■ **Text passage**
▼
KEY WEST: US Military Delivers Rations And Water

The Palm Beach Post reports:

As life returns to a small semblance of normal in the Upper Keys, normal is still far off for residents living in the Middle and Lower Keys, where the usually raucous town of Key West was boarded up and shut down. The Marathon Airport took on the look of a disaster on foreign soil as the U.S. Army choppered in with relief supplies for the fragile islands slammed with Hurricane Irma’s 130 mph winds Sunday morning.

Throughout the lower Keys, newer houses on stilts, built to stricter codes in the last few decades, seemed to have little damage, even on hardest-hit Cudjoe Key. There, DEA agents unloaded blue tarps from unmarked vans in front of a house with a damaged roof. “We’re taking care of the first responders’ homes while they take care of everyone else,” said one agent, who declined to give his name.

Key West was a sonambulent shade of its usual boisterous self. Duval Street was a ghost town, including Ernest Hemingway’s favorite watering holes, Sloppy Joe’s and Captain Tony’s. Most of the city had no power, although it had come on at Ibis Bay Resort at the city’s entrance, only to go off again 12 hours later.

At a shopping center on North Roosevelt Boulevard, Army servicemen and Marines handed out water and food. Each family received a 24-pack of drinking water and four boxes of dried rations for each family member in a town where grocery stores and ATMs remain powerless and closed.

From Monroe County Emergency Services:

Re-entry is still limited to residents and business owners in the Upper Keys, to mile marker 73 and only during non-curfew hours. Work is being done as quickly as possible to make it safe enough to open the rest of the Keys to re-entry.

Please be patient. Marathon to Key West still is unsafe to return. There is limited water, food, power, fuel, sewer and medical services. “We know people are anxious to return but we can’t put an artificial timeline on when it will be safe to return,” Monroe County Health Department Director Bob Eadie. “Now it is not safe for people to come to the Middle Keys. We don’t want to create a health crisis.”

The Upper Keys situation is different. Much of the area has water, power, fuel, a functioning ER (and close proximity to Miami-Dade medical facilities) and open grocery stores and a pharmacy. Keys Energy Services, which covers the South end of Seven Mile Bridge to Key West, reports that about 16 percent of their clients now have service in parts of Key West, Stock Island and Key Haven.
▲
■ **Directions for this task**
Answer these questions using the Key West relief report above.
1. What wind speed did Hurricane Irma bring to the Keys?
2. What did each family get at the North Roosevelt Boulevard shopping center?
3. Up to which mile marker is re-entry allowed in the Upper Keys?

■ **Data under study**
▼
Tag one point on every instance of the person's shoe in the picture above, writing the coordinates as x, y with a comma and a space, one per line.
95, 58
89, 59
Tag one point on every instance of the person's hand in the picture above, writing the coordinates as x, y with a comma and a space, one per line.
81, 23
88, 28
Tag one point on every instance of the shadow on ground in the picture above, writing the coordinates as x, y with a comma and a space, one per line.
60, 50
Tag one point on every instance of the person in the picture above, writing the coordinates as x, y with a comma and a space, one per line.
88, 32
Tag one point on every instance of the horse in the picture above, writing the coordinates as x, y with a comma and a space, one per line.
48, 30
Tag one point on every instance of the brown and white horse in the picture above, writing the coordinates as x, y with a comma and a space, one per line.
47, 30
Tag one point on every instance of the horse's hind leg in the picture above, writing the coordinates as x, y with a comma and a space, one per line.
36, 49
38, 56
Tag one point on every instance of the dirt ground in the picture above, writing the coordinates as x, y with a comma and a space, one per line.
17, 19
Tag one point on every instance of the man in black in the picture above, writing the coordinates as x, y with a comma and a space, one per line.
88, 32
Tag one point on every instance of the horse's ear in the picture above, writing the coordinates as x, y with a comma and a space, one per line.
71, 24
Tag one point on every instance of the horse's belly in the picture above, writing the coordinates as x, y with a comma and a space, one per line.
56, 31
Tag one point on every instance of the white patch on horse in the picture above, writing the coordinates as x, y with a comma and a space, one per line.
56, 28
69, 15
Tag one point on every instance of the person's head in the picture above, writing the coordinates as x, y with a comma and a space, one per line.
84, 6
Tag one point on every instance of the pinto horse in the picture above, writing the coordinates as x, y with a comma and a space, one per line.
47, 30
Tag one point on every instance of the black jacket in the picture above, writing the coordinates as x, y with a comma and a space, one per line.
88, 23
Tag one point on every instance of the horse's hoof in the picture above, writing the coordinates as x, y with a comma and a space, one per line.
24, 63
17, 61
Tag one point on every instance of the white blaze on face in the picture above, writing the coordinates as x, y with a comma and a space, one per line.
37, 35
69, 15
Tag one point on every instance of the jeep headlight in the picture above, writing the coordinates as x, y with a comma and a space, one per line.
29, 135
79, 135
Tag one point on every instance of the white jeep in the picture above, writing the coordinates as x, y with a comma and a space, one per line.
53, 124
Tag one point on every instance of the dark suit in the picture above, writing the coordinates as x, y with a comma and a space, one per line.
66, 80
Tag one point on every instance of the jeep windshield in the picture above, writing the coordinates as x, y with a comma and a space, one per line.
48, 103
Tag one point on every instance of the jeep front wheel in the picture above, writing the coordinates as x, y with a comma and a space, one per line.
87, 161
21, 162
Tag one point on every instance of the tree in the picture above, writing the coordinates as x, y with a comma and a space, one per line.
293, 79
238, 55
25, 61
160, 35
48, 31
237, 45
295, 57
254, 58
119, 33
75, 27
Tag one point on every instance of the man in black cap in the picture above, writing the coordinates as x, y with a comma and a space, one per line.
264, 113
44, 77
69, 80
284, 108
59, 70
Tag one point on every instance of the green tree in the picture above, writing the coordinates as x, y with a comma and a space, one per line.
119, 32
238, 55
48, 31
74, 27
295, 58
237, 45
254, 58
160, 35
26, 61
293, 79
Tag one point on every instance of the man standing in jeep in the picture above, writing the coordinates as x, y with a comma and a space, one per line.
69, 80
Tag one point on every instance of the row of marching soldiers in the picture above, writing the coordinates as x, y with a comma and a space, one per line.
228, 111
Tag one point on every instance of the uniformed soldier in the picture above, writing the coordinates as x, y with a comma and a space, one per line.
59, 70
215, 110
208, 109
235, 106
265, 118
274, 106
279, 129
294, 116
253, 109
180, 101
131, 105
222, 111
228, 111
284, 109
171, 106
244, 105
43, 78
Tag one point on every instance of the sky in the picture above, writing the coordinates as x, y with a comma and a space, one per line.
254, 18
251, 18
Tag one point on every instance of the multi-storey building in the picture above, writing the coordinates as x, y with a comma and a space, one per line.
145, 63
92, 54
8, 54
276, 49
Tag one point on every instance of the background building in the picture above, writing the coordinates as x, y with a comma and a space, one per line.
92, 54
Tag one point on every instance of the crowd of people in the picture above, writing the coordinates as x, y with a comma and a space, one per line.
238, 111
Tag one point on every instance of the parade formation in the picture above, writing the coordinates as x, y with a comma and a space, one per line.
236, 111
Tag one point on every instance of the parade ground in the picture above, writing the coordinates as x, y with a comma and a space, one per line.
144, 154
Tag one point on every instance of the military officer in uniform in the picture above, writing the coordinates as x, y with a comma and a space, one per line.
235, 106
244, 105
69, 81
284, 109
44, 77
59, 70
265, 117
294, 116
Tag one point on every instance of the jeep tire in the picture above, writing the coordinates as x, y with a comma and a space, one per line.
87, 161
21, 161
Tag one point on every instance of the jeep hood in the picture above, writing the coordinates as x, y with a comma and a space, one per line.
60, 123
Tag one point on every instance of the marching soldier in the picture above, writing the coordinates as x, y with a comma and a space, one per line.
▲
■ **Output below**
1. 130 mph.
2. A 24-pack of drinking water and four boxes of dried rations for each family member.
3. Mile marker 73.